Simultaneous classification and relevant feature identification in high-dimensional spaces: application to molecular profiling data

Molecular profiling technologies monitor many thousands of transcripts, proteins, metabolites or other species concurrently in a biological sample of interest. Given such high-dimensional data for different types of samples, classification methods aim to assign specimens to known categories. Relevant feature identification methods seek to define a subset of molecules that differentiate the samples. This work describes LIKNON, a specific implementation of a statistical approach for creating a classifier and identifying a small number of relevant features simultaneously. Given two-class data, LIKNON estimates a sparse linear classifier by exploiting the simple and well-known property that minimising an L1 norm (via linear programming) yields a sparse hyperplane. It performs well when used for retrospective analysis of three cancer biology profiling data sets, (i) small, round, blue cell tumour transcript profiles from tumour biopsies and cell lines, (ii) sporadic breast carcinoma transcript profiles from patients with distant metastases < 5 years and those with no distant metastases ≥ 5 years and (iii) serum sample protein profiles from unaffected and ovarian cancer patients. Computationally, LIKNON is less demanding than the prevailing filter-wrapper strategy; this approach generates many feature subsets and equates relevant features with the subset yielding a classifier with the lowest generalisation error. Biologically, the results suggest a role for the cellular microenvironment in influencing disease outcome and its importance in developing clinical decision support systems.

================

## About this exercise
According to the LIKNON abstract, what does minimizing an L1 norm through linear programming yield? The entries that follow are separate material and are unrelated to the LIKNON abstract.

================

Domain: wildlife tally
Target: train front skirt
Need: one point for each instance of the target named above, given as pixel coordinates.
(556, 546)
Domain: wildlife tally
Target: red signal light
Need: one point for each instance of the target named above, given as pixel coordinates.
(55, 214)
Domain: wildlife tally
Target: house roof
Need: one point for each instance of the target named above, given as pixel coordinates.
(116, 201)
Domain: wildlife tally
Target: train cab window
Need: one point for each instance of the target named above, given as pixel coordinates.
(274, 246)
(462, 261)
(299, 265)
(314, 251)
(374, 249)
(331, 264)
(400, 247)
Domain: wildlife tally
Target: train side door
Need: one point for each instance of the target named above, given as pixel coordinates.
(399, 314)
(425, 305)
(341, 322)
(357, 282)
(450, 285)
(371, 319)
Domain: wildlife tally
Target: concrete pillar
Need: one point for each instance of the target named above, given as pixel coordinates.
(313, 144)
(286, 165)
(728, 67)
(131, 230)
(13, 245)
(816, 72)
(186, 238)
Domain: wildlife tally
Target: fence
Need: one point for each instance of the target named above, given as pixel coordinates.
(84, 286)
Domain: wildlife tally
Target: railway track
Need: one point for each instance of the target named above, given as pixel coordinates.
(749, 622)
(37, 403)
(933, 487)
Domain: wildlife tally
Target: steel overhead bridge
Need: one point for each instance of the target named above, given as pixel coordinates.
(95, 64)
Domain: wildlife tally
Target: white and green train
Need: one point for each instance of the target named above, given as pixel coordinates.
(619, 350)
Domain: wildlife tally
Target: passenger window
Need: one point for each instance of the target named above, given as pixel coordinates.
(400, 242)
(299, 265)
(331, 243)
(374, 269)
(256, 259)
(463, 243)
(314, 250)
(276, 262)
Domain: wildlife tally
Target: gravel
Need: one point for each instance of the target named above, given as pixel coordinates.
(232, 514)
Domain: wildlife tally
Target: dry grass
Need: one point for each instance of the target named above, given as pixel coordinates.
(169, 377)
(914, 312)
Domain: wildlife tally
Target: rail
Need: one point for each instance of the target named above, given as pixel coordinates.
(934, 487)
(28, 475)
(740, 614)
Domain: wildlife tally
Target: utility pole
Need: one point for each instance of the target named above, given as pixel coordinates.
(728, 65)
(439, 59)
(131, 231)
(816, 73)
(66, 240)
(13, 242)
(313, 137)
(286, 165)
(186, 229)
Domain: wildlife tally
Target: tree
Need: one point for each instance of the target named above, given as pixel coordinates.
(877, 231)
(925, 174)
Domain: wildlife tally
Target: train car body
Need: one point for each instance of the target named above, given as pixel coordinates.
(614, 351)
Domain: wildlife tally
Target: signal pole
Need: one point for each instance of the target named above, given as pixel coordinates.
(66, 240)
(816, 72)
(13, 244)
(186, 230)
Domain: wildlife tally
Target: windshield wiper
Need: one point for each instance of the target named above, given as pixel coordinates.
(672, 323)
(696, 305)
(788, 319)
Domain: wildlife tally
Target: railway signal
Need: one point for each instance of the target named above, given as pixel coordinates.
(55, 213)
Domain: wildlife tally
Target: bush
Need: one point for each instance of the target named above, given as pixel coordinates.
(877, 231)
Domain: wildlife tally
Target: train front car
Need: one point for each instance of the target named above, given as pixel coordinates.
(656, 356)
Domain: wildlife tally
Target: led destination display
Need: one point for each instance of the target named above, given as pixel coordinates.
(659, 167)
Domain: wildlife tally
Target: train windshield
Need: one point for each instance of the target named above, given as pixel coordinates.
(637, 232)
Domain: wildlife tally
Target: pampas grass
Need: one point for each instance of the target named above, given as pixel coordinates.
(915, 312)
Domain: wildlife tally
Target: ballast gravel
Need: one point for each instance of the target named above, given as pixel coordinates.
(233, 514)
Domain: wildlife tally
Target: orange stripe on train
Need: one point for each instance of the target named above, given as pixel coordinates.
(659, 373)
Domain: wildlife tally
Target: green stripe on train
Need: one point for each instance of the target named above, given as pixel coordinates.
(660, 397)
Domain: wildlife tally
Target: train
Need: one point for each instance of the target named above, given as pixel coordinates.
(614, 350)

================

## Answer to this task
A sparse hyperplane.